### GIVEN REQUEST
Swap each "query" for "text prompt" in the entries below, and write all the entries out again with nothing else altered.
#####
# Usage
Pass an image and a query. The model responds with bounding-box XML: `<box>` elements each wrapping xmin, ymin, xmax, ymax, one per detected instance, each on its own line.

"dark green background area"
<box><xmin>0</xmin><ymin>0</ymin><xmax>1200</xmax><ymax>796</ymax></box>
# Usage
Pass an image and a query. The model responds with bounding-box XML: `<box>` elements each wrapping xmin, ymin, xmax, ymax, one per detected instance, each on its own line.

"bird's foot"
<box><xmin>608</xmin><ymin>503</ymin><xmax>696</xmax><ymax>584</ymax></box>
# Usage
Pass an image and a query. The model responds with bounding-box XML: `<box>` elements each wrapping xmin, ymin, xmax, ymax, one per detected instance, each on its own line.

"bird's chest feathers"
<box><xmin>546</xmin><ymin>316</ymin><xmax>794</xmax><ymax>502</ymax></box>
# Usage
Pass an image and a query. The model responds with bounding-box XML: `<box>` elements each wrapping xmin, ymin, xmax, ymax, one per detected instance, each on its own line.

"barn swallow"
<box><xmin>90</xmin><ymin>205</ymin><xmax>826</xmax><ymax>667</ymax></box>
#####
### REPLY
# Usage
Pass an image and a text prompt. The model responds with bounding-box XML: `<box>` elements each wrapping xmin, ymin, xmax, ymax, one per detected instance, each on its own line.

"dark green background area"
<box><xmin>0</xmin><ymin>0</ymin><xmax>1200</xmax><ymax>796</ymax></box>
# Usage
Pass an image and a text prompt. The model responds with bounding-box XML: `<box>` elements each wrapping xmin, ymin, xmax, ymax, one per detected instance, each on its own line.

"bird's foot"
<box><xmin>608</xmin><ymin>503</ymin><xmax>696</xmax><ymax>584</ymax></box>
# Usage
Pass an image and a text prompt. The model responds with bounding-box XML: `<box>` elements each wrapping xmin, ymin, xmax, ymax, one per detected instance, each on its own line.

"bird's chest feathers"
<box><xmin>546</xmin><ymin>316</ymin><xmax>794</xmax><ymax>502</ymax></box>
# Usage
Pass an image and a text prompt. The model responds with bounding-box XML: `<box>` elements each wrapping xmin, ymin, xmax, ymax, one per detected instance, each on its own line.

"barn swallow"
<box><xmin>90</xmin><ymin>205</ymin><xmax>826</xmax><ymax>667</ymax></box>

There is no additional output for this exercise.